__Problem to work on__:
Copy out the following lines word for word, with no changes.

⁂

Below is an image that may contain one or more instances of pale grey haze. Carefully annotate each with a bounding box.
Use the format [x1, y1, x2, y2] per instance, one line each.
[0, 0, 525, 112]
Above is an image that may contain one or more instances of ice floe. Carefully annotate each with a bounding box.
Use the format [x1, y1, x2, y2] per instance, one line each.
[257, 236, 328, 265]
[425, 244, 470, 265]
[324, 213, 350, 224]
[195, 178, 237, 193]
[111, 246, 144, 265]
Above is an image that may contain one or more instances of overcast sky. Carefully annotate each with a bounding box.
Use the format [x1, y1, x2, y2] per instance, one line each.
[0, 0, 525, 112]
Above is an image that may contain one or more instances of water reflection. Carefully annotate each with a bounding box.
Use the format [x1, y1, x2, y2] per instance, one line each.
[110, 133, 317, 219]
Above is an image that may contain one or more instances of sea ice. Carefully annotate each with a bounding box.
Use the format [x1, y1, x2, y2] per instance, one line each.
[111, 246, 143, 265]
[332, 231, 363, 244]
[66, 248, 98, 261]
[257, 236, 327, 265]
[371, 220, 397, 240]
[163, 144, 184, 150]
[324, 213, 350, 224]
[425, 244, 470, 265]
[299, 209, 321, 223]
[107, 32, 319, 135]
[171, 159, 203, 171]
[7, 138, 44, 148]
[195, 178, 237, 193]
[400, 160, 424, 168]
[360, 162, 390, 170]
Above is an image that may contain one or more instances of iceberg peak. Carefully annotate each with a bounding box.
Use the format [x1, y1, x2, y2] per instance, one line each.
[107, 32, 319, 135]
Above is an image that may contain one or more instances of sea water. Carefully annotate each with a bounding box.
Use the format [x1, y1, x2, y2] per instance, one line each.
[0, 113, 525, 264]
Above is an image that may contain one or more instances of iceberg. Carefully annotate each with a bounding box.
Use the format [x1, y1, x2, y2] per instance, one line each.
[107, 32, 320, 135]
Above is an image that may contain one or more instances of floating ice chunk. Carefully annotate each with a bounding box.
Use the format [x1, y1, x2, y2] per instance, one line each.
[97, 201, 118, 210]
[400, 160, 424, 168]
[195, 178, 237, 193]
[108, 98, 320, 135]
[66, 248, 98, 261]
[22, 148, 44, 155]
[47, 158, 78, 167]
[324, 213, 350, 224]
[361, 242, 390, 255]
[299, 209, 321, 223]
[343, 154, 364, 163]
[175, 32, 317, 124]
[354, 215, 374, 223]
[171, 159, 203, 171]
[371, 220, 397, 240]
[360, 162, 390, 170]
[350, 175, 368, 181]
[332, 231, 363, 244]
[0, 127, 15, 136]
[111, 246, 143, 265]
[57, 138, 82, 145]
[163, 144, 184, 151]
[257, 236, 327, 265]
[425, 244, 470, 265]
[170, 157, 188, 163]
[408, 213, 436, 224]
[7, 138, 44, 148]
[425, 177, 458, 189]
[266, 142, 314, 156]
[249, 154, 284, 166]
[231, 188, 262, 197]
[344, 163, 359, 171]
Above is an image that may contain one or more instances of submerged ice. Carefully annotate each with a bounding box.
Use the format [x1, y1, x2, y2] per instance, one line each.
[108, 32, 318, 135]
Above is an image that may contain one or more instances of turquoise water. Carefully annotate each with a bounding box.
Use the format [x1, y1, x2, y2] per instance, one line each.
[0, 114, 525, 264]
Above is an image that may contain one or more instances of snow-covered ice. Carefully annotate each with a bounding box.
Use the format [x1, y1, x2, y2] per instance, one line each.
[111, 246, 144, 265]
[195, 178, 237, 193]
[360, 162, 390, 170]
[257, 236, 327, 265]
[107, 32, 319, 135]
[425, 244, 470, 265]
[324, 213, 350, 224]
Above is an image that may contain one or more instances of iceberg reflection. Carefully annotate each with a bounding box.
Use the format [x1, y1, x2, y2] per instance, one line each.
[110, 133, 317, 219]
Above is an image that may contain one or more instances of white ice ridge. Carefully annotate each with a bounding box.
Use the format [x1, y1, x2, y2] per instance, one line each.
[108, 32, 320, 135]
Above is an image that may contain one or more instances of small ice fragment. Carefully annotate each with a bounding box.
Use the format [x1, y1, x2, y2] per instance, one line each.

⁂

__Exercise solution__:
Below is an image that may contain one or more instances of pale grey haze. Carefully annotate each with a bounding box.
Use the format [x1, y1, x2, y2] per instance, one line each.
[0, 0, 525, 112]
Above is an image that may contain one or more instances of ice floe. Carefully annotate each with a bounding box.
Use the format [x1, y1, x2, y2] per instance, one line each.
[257, 236, 328, 265]
[425, 244, 470, 265]
[324, 213, 350, 224]
[195, 178, 237, 193]
[111, 246, 144, 265]
Above is an image that may contain one or more instances of overcast sky. Carefully annotate each with a bounding box.
Use the format [x1, y1, x2, y2] per instance, one line each.
[0, 0, 525, 112]
Above is an image that may contain one or more instances of water reflection. Carefully annotate each with a bounding box.
Use the format [x1, y1, x2, y2] per instance, one line each.
[110, 133, 317, 219]
Above is an image that may contain one or more instances of sea ice. Carefully annotate each with a bounding box.
Use the format [x1, y1, x2, y2] per instance, one line each.
[111, 246, 143, 265]
[332, 231, 363, 244]
[66, 248, 98, 261]
[257, 236, 327, 265]
[371, 220, 397, 240]
[163, 144, 184, 150]
[324, 213, 350, 224]
[425, 244, 470, 265]
[299, 209, 321, 223]
[107, 32, 319, 135]
[171, 159, 203, 171]
[7, 138, 44, 148]
[195, 178, 237, 193]
[400, 160, 424, 168]
[360, 162, 390, 170]
Above is an image that may contain one or more instances of iceberg peak. Carefully annotate each with a bounding box.
Use the format [x1, y1, x2, y2] per instance, one line each.
[107, 32, 319, 135]
Above is an image that may contain one or more instances of sea water. Carefully annotate each with a bounding box.
Use the format [x1, y1, x2, y2] per instance, one line each.
[0, 113, 525, 264]
Above is an image that may contain one or more instances of iceberg. Carefully annotate each with a bounding box.
Use the format [x1, y1, x2, y2] per instance, one line each.
[107, 32, 320, 135]
Above is an image that may contain one or more instances of floating ice chunk. Carefully annotate each with a bounding box.
Use the format [x1, y1, x2, y2] per instance, one line each.
[97, 201, 118, 210]
[400, 160, 424, 168]
[195, 178, 237, 193]
[108, 98, 320, 135]
[66, 248, 98, 261]
[22, 148, 44, 155]
[47, 158, 78, 167]
[324, 213, 350, 224]
[361, 242, 390, 255]
[299, 209, 321, 223]
[343, 154, 364, 163]
[175, 32, 317, 124]
[354, 215, 374, 223]
[171, 159, 203, 171]
[371, 220, 397, 240]
[360, 162, 390, 170]
[350, 175, 368, 181]
[332, 231, 363, 244]
[0, 127, 15, 136]
[111, 246, 143, 265]
[57, 138, 82, 145]
[163, 144, 184, 151]
[257, 236, 327, 265]
[425, 244, 470, 265]
[170, 157, 188, 163]
[408, 213, 436, 224]
[7, 138, 44, 148]
[425, 177, 458, 189]
[266, 142, 314, 156]
[249, 154, 284, 166]
[231, 188, 262, 197]
[344, 163, 359, 171]
Above is an image that may contain one or more instances of submerged ice. Carefully annotate each with a bounding box.
Use the format [x1, y1, x2, y2] per instance, one line each.
[108, 32, 318, 135]
Above is an image that may contain one or more instances of turquoise water. Carefully annotate each with a bounding box.
Use the format [x1, y1, x2, y2] per instance, one line each.
[0, 114, 525, 264]
Above is an image that may contain one or more instances of snow-covered ice. Carefully annotate each with a bounding box.
Use the format [x1, y1, x2, y2] per instance, one line each.
[111, 246, 144, 265]
[195, 178, 237, 193]
[360, 162, 390, 170]
[257, 236, 327, 265]
[107, 32, 319, 135]
[425, 244, 470, 265]
[324, 213, 350, 224]
Above is an image that may contain one or more instances of iceberg reflection. Carefully annotate each with a bounding box.
Use the format [x1, y1, x2, y2] per instance, one line each.
[110, 133, 317, 219]
Above is an image that may contain one or more instances of white ice ridge. Carefully annotate each with a bounding box.
Use the format [x1, y1, x2, y2] per instance, one line each.
[108, 32, 320, 135]
Above is an image that may contain one or more instances of small ice fragment. Carefully annotate each with a bounding box.
Use the format [x1, y1, x2, y2] per instance, one line each.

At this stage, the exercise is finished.